--- WHAT IS EXPECTED ---
Could you copy exactly the line that contains "hey could you box the nostril" and every line after it to the end of the records, and nothing more?

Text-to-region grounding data

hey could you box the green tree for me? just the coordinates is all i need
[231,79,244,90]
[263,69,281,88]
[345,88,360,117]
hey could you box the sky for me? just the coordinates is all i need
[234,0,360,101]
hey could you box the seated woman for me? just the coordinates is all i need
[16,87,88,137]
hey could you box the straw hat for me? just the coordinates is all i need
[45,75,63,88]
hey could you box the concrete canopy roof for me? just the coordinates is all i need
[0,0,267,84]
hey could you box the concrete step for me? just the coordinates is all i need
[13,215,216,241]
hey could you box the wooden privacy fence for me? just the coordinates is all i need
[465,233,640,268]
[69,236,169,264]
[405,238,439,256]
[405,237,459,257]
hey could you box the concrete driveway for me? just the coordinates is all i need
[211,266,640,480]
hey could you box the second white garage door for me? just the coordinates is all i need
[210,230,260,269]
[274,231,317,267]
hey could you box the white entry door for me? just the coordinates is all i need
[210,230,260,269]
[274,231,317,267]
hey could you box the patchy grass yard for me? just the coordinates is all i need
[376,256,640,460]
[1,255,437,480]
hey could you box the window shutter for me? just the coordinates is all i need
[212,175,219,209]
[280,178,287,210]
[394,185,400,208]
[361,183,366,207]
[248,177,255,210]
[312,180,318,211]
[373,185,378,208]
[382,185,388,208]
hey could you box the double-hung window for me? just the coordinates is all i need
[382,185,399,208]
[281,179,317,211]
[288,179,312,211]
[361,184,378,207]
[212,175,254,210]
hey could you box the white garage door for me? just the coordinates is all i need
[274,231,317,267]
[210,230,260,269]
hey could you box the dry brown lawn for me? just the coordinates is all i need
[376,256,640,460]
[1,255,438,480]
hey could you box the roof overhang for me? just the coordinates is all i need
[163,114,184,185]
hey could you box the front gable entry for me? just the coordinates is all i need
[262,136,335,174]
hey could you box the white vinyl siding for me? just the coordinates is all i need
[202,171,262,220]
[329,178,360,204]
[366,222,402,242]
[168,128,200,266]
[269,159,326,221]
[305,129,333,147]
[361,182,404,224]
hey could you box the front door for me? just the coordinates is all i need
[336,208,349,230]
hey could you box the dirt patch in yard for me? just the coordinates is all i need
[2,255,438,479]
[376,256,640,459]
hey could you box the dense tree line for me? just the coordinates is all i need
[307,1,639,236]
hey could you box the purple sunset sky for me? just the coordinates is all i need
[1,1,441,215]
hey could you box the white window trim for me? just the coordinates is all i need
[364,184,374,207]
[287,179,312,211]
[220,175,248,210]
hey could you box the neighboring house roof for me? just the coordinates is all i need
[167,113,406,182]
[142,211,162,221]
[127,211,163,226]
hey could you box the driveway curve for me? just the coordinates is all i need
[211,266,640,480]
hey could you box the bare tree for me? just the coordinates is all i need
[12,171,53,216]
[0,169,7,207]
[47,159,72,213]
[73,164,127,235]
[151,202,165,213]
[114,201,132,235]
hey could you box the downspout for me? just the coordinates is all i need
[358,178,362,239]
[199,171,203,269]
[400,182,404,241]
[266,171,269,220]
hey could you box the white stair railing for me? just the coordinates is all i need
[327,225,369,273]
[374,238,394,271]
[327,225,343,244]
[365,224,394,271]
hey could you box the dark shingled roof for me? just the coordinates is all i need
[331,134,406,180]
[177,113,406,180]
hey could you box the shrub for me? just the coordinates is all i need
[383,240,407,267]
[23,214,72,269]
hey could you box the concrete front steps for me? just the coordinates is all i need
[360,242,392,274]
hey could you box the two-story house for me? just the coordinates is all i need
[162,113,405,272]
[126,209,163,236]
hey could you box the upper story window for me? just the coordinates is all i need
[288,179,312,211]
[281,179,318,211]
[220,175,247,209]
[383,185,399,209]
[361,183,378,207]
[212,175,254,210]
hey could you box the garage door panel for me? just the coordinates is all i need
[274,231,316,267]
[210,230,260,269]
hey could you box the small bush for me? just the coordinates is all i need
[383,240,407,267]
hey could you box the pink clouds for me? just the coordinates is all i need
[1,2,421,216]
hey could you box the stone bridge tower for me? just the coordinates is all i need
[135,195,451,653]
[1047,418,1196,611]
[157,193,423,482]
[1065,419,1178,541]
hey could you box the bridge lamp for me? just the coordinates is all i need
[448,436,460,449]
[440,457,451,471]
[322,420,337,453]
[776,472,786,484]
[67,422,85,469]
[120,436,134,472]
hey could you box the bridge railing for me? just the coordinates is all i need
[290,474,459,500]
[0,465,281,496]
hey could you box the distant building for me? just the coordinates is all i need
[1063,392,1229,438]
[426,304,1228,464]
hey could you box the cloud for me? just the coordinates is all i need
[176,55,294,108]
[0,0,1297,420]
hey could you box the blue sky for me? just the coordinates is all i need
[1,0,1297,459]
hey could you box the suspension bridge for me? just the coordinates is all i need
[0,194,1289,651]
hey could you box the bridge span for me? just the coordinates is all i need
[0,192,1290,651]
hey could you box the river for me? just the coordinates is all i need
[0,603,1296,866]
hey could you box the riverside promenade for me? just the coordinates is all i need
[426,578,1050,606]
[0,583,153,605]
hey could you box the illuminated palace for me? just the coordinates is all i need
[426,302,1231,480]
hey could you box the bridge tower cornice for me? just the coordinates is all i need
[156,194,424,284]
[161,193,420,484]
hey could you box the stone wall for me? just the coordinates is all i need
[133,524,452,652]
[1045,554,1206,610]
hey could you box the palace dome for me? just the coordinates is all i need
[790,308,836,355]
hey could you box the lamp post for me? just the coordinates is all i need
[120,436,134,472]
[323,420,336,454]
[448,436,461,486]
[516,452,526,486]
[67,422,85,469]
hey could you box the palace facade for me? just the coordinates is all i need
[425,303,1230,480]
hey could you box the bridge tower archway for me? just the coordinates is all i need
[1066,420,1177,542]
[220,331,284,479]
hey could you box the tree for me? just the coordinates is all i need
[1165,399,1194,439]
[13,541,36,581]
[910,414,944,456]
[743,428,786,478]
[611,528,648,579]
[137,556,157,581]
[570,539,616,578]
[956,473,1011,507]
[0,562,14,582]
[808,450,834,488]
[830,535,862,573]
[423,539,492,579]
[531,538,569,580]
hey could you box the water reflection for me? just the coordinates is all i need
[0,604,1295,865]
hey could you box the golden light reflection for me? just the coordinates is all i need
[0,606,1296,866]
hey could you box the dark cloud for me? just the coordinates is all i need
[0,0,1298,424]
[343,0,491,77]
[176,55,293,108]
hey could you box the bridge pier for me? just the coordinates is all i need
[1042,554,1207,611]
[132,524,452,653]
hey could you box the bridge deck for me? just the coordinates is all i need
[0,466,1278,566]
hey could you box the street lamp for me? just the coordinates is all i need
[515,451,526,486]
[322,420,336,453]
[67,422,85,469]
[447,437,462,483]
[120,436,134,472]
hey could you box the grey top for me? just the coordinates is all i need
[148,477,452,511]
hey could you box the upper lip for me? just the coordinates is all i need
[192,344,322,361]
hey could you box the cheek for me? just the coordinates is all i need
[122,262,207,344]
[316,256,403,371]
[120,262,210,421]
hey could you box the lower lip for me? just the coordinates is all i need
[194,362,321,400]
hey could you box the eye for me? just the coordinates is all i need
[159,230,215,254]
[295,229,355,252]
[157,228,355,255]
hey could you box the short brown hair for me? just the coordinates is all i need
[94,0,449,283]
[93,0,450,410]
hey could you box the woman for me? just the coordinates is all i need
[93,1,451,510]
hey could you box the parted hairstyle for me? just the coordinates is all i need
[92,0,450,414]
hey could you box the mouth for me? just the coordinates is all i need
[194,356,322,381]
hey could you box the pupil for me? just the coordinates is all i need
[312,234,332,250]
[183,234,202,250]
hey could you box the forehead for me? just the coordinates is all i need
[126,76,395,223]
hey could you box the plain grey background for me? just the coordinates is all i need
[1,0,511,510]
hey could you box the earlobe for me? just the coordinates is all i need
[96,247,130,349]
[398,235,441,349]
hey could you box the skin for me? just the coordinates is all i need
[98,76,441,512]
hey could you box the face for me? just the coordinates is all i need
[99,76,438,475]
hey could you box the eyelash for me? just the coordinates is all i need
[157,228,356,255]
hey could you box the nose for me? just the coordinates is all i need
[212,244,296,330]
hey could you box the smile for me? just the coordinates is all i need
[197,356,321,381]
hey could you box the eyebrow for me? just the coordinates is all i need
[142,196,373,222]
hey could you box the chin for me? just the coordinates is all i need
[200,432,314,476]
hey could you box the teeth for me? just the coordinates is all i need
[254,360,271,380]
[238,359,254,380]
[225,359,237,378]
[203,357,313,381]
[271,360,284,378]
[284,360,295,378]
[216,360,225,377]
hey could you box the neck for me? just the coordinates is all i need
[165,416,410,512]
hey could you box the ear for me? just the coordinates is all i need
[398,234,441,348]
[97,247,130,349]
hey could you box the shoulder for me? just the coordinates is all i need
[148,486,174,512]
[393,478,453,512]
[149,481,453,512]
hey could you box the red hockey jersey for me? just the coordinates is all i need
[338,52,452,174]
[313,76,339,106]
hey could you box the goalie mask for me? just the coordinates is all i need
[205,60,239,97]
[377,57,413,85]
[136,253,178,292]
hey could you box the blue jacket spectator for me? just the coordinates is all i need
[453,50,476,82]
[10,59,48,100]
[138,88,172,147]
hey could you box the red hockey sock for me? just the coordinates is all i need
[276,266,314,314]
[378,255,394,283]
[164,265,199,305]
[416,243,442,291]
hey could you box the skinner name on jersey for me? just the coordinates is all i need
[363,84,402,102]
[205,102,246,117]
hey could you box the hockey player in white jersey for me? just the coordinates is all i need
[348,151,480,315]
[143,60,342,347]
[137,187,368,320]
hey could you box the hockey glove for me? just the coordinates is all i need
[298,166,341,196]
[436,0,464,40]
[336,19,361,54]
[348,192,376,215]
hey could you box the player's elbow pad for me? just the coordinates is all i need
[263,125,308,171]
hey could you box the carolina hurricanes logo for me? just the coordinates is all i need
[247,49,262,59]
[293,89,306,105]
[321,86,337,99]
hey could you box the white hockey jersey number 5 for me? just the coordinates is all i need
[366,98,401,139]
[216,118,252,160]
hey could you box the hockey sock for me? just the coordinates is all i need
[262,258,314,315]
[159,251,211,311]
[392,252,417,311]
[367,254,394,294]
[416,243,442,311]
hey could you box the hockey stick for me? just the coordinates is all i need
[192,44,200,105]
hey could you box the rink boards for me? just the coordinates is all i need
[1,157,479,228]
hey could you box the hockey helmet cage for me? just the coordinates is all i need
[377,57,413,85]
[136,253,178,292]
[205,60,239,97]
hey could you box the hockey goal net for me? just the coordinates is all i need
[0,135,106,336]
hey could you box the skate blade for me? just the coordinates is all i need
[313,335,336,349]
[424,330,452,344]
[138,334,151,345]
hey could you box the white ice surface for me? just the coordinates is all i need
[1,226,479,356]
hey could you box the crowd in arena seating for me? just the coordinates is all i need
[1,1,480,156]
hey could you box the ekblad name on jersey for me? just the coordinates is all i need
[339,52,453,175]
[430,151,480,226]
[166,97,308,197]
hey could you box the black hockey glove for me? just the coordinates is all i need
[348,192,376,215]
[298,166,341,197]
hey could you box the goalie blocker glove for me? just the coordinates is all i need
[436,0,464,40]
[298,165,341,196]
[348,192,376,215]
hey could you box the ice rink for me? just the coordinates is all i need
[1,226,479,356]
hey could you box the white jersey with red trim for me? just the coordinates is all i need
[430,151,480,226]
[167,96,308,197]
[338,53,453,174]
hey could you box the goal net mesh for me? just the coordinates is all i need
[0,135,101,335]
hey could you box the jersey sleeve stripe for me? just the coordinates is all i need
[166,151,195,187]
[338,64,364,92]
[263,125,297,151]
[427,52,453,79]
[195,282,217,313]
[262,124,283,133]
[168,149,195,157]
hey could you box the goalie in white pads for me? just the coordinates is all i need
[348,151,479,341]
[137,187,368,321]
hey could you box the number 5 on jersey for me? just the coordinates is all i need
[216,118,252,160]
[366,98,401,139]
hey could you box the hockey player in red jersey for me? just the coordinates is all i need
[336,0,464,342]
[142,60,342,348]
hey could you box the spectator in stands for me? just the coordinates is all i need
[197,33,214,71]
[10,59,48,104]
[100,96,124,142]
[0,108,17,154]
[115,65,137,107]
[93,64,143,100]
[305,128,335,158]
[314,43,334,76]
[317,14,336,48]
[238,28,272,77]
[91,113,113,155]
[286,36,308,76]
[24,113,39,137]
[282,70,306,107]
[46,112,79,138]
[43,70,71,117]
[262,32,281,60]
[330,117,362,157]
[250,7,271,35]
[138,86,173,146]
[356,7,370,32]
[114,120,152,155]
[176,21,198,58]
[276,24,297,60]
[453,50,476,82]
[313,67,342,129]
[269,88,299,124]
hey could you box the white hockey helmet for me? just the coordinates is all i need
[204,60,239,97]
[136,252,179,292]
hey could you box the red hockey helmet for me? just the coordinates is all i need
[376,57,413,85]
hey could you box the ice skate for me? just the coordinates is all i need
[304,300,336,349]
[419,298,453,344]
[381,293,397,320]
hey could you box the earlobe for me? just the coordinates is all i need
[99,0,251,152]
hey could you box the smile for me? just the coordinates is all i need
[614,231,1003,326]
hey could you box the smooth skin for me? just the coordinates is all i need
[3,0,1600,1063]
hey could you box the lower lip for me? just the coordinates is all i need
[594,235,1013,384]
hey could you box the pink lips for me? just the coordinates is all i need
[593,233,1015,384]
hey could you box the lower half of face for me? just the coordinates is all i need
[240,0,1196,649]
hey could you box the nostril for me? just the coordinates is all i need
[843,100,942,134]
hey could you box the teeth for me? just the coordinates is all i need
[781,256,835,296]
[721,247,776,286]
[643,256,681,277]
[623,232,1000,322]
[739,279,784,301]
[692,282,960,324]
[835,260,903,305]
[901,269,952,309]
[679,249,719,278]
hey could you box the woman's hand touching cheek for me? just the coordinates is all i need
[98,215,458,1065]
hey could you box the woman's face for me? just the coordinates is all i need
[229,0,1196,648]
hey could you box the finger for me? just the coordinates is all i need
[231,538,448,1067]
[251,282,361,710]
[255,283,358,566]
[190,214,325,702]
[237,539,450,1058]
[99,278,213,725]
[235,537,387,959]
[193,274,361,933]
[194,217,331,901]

--- ANSWER AREA ---
hey could you box the nostril for me? just the coordinates is all i need
[843,100,942,134]
hey could you box the teeth for me? just the coordinates is all i need
[781,256,835,296]
[721,247,776,286]
[643,256,681,277]
[623,232,1000,322]
[739,279,784,301]
[692,282,960,324]
[835,260,903,305]
[901,269,952,309]
[679,249,719,278]
hey could you box the woman's hand touching cheek for me? just the coordinates is all i need
[98,215,458,1065]
hey could you box the woman's face for me? just the coordinates is all i need
[229,0,1196,648]
hey could you box the finger for me? just the coordinates is all i need
[231,538,448,1067]
[251,282,361,710]
[255,283,358,566]
[190,214,325,702]
[237,539,450,1058]
[99,278,213,725]
[235,537,387,959]
[193,274,361,933]
[194,217,331,901]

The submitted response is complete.